DIRECTIONS: Repeat precisely, and only, the lines between the line containing "Where can the wheel" and the end of the listing below, both ends included.

DATA FOR THIS TASK:
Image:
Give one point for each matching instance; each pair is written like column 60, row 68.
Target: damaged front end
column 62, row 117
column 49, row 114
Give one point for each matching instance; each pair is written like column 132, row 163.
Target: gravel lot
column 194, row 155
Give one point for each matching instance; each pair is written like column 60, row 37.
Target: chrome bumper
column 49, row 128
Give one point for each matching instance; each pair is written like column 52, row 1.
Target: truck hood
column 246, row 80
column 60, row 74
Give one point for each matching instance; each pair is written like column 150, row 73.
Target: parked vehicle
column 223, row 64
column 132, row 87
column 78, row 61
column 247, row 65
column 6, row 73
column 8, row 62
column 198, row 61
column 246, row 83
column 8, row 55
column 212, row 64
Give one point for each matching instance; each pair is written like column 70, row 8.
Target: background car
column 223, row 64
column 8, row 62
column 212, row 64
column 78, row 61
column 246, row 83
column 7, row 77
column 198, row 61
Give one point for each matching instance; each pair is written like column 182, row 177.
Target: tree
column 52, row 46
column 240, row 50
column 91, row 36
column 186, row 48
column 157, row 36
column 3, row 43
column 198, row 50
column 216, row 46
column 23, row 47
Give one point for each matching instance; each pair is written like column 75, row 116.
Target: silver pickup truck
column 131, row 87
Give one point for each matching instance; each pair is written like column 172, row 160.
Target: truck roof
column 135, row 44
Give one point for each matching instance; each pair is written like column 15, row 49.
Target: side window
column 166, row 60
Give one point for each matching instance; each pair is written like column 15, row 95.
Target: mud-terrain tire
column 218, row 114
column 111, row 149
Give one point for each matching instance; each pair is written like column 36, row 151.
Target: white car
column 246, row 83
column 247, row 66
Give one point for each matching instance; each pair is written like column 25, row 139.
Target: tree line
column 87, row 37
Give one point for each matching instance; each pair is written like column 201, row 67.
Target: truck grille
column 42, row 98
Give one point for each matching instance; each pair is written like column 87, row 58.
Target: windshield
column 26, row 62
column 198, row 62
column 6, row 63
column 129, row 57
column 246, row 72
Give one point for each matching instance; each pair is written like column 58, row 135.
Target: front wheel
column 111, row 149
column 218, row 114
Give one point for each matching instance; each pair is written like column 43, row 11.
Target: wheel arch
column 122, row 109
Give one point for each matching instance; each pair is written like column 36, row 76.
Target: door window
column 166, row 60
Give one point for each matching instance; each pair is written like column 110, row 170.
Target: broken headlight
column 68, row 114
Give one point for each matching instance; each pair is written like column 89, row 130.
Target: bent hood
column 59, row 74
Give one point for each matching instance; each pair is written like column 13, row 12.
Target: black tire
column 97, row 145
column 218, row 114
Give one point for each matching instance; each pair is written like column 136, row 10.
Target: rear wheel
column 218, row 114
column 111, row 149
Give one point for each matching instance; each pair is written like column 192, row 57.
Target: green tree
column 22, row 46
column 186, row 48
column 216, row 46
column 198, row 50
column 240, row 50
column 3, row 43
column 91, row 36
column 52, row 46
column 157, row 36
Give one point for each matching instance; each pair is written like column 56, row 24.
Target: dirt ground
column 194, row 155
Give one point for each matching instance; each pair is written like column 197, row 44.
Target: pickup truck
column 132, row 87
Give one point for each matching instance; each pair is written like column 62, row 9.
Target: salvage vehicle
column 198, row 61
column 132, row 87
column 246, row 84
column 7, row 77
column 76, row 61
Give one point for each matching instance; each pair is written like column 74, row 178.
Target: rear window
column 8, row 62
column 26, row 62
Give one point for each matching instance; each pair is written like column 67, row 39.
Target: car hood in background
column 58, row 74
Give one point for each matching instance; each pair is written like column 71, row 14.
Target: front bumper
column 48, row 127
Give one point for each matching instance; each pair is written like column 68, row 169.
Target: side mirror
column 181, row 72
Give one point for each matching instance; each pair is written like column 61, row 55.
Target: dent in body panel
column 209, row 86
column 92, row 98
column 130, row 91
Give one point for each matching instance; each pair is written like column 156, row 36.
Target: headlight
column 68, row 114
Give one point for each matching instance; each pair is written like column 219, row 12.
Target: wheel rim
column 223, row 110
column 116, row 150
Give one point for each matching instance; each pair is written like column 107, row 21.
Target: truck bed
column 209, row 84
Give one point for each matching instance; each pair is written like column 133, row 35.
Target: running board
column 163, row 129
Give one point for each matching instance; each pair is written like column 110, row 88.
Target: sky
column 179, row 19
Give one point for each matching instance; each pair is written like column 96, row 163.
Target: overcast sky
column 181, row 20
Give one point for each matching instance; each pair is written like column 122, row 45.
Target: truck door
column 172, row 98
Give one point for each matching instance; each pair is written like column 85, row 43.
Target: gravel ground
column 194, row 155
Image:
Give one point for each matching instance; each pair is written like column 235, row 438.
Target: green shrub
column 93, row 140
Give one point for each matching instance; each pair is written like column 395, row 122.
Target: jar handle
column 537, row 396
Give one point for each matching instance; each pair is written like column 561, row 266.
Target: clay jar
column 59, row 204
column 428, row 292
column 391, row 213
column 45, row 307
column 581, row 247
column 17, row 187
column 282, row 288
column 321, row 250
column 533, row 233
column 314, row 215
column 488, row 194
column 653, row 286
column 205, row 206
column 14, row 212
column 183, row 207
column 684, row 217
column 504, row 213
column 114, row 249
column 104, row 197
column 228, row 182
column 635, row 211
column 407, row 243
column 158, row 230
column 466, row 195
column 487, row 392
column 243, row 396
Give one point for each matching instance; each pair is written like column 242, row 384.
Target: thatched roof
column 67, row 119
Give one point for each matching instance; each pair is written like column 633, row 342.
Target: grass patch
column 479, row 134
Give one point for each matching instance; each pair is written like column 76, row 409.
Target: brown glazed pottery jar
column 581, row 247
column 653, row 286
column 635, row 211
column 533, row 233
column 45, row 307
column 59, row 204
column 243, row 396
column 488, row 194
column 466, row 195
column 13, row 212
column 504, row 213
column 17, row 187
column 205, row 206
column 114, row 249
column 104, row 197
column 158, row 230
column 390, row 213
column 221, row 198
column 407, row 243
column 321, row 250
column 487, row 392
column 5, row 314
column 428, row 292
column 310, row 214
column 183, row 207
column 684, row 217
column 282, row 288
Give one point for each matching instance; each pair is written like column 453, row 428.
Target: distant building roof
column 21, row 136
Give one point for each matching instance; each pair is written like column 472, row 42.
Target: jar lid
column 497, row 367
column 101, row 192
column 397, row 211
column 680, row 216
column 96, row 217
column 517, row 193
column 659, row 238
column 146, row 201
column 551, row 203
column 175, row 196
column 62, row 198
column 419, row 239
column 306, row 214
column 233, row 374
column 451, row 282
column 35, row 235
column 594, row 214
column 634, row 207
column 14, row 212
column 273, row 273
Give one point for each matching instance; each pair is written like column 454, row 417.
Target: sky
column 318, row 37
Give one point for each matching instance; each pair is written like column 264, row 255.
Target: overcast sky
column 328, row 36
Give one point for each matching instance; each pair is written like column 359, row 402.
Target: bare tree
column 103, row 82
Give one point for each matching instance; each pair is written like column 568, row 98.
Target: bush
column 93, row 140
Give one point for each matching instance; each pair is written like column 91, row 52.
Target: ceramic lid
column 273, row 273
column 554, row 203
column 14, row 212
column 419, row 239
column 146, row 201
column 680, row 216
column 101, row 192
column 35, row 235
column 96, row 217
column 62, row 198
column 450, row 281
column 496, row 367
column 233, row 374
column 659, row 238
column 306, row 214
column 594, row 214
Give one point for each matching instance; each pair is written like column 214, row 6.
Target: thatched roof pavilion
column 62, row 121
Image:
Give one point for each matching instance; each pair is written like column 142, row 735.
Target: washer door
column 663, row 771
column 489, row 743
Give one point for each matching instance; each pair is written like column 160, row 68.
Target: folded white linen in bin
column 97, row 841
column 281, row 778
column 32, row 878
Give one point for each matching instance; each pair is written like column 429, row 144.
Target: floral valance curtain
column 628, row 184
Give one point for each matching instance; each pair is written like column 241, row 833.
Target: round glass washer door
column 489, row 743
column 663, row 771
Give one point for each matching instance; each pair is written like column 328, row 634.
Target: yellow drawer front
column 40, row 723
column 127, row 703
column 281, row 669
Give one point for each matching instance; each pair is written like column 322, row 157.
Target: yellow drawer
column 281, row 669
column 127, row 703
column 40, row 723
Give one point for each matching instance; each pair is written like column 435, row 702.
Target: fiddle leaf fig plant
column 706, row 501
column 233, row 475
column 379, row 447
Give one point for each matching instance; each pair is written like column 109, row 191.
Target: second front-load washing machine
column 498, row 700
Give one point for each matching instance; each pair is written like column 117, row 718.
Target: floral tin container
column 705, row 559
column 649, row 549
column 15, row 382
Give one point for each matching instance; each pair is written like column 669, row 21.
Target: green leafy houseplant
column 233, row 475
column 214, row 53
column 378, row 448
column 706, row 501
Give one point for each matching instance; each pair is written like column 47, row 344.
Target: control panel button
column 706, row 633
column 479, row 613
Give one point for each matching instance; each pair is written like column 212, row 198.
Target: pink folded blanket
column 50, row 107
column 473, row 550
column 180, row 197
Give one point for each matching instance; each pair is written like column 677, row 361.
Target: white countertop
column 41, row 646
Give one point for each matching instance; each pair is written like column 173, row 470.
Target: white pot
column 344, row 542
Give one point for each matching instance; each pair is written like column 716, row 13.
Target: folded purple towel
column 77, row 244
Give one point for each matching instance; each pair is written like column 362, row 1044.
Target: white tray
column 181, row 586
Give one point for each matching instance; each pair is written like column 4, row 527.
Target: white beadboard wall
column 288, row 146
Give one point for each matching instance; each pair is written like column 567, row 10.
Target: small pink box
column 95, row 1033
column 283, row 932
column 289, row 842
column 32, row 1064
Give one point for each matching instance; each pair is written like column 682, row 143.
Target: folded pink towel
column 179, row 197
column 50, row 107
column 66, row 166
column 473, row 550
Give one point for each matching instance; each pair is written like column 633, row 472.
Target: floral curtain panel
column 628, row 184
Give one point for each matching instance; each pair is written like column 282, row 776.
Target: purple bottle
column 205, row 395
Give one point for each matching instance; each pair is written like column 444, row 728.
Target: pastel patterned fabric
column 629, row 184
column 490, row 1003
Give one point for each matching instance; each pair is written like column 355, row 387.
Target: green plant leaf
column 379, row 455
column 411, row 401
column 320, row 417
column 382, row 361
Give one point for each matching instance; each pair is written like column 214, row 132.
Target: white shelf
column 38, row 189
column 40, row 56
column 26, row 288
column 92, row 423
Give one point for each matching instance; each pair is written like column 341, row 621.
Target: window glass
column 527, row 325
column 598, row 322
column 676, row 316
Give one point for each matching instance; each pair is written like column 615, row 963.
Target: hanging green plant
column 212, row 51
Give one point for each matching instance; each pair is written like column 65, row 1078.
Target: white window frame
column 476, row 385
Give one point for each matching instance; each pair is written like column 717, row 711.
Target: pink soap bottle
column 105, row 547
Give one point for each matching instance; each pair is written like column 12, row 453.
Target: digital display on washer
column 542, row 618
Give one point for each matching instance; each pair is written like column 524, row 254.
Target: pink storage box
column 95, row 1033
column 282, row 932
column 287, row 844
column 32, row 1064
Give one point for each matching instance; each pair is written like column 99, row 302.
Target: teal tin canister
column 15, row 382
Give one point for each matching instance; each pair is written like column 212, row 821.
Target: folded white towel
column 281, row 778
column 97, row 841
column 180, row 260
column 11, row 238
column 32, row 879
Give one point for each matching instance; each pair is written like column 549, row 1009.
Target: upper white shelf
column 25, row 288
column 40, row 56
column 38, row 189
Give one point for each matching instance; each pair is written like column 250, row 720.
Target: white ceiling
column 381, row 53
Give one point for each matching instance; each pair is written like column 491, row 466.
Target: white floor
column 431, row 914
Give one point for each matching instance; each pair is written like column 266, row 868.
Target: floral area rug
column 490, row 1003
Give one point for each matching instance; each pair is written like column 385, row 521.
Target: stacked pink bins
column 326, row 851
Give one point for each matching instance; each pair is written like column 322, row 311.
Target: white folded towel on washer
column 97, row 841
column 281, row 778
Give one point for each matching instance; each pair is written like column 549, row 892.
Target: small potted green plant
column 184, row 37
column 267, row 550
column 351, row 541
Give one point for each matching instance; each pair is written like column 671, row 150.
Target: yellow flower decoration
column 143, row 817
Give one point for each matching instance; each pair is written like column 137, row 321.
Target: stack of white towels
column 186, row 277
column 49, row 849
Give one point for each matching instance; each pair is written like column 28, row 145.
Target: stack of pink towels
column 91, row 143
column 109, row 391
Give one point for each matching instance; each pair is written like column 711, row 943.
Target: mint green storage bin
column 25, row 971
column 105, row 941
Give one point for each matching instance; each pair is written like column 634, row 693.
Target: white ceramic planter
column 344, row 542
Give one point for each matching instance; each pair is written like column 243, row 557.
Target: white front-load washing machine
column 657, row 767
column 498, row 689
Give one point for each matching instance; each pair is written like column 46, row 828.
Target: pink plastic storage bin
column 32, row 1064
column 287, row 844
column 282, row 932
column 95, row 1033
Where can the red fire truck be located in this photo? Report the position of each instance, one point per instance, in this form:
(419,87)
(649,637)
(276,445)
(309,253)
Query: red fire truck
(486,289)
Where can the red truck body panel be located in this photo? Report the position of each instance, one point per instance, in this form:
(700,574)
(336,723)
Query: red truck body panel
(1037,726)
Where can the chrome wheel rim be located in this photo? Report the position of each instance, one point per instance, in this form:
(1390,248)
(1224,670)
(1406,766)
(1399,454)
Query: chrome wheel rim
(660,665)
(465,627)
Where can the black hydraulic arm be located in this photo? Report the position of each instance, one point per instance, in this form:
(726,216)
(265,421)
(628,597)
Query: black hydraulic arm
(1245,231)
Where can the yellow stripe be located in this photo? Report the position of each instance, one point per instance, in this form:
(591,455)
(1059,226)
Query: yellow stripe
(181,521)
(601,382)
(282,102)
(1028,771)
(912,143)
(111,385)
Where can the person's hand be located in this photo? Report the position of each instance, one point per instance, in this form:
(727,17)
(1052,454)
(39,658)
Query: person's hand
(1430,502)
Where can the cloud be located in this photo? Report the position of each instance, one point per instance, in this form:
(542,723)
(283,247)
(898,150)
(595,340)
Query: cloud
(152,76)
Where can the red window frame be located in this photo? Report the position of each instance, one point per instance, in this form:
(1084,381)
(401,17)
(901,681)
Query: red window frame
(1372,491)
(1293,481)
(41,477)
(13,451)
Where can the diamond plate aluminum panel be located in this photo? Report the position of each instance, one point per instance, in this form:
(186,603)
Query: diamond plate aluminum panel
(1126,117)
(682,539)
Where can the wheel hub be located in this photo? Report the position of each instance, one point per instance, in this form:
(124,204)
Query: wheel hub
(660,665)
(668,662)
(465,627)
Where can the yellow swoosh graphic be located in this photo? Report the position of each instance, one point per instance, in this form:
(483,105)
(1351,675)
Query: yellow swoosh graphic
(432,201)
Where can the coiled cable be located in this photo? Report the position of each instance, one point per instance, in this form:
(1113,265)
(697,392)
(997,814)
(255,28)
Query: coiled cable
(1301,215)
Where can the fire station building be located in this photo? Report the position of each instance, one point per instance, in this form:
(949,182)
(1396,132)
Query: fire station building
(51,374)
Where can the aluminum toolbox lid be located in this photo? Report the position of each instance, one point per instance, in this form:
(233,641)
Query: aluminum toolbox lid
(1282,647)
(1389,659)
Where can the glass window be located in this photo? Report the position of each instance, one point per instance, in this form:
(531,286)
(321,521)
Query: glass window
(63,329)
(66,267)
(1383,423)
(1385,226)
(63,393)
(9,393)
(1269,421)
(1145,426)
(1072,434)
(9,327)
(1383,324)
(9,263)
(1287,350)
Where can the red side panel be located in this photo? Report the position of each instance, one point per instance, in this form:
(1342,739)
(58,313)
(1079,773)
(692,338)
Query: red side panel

RESPONSE TO THE TASK:
Where can the wheel hub be located in this photo? Report the position of each instance, one point per instance, in this form:
(124,204)
Query: wheel hub
(660,665)
(668,662)
(465,627)
Where can the yellow swoosh graphic be located in this photo? Report the position of each instance, one point per instance, in this form:
(483,105)
(1351,675)
Query: yellow swoosh graphic
(432,201)
Where can the coiled cable be located in this photo? Report the position of each instance, one point per instance, in this form:
(1113,265)
(697,392)
(997,814)
(255,28)
Query: coiled cable
(1301,215)
Where can the fire station building be located in this photo? Report the position of each instance, one point per instance, in this form:
(949,182)
(1396,132)
Query: fire station building
(51,374)
Where can the aluminum toolbox lid be located in this photo? Report the position of each instance, one point per instance, in this form:
(233,641)
Query: aluminum toolbox lid
(1282,647)
(1389,659)
Where can the glass window be located in this photo? Report the position of each instance, one point per instance, in this form:
(531,286)
(321,521)
Query: glass window
(63,329)
(66,267)
(1383,423)
(1385,226)
(63,393)
(9,393)
(1269,421)
(1145,426)
(1072,434)
(9,327)
(1383,324)
(9,263)
(1287,350)
Where can the red side panel be located in this photo? Report the position of each instance, one point per instance, in this form:
(1342,739)
(58,313)
(1079,773)
(692,338)
Query: red side panel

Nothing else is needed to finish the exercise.